* **DIRECTION**
Copy out each line of the material below with no changes.

[Records of labeled points]
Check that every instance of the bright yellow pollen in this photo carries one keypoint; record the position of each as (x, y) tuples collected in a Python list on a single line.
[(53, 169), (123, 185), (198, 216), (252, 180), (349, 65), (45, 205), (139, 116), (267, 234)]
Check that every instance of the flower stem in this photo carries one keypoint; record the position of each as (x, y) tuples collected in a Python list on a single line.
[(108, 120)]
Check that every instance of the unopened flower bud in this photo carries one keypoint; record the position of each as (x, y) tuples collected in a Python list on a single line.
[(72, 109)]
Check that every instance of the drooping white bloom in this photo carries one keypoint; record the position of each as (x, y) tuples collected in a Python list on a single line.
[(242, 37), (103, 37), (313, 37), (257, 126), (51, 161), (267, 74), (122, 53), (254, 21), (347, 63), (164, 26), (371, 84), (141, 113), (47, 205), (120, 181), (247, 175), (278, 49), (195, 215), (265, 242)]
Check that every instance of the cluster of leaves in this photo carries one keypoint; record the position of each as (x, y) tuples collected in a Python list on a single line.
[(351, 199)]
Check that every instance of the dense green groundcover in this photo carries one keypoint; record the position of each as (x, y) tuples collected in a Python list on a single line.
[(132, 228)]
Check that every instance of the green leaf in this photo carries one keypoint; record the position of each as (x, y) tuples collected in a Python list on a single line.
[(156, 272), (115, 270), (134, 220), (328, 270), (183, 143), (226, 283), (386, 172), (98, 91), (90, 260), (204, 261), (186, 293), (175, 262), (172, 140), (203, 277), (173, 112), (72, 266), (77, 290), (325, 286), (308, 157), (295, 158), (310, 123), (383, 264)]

* **WRITTEN REPLY**
Check that every instance of the bright yellow pollen in this photo carries one keypoint; record the position of each as (x, y) tuples collected in a Python list on a single line.
[(53, 169), (123, 185), (198, 216), (252, 180), (349, 65), (45, 205), (139, 116), (267, 234)]
Check that every instance of the flower stem in this photo carries one keypoint; record the position of each as (x, y) tuples collected in a Python list on a single line.
[(108, 120)]
Check that every instance of the unopened flower bud in this photo carries one keypoint; record the position of each as (x, y) tuples collected in a Python list on a single line.
[(72, 109)]
Check that every instance of the drooping white bloom in this photo carries one keypoint; record the position of each as (x, y) tuples collected in a Python list on a single line.
[(242, 37), (103, 37), (313, 37), (257, 126), (51, 161), (267, 74), (122, 53), (254, 21), (347, 63), (164, 26), (371, 84), (141, 113), (47, 205), (120, 181), (247, 175), (278, 49), (195, 215), (265, 242)]
Check that every instance of the cluster of leaves in this photo carries one keypoint; record the position of each as (x, y) tuples collected in a Python list on a single line.
[(351, 199)]
Check that every instance of the dense green groundcover in this photo carries one keypoint; record the position of each as (x, y) tuples collected in a Python list on a single line.
[(132, 228)]
Check that every instance of the green leaf in this photo carries one keypoint; record the position of each as (x, y) tuples collected in a Python list on a single line.
[(156, 272), (115, 270), (134, 220), (328, 270), (183, 143), (226, 283), (386, 172), (98, 91), (90, 260), (204, 261), (186, 293), (175, 262), (172, 140), (203, 277), (173, 112), (72, 266), (77, 290), (325, 286), (308, 157), (295, 158), (310, 123), (383, 264)]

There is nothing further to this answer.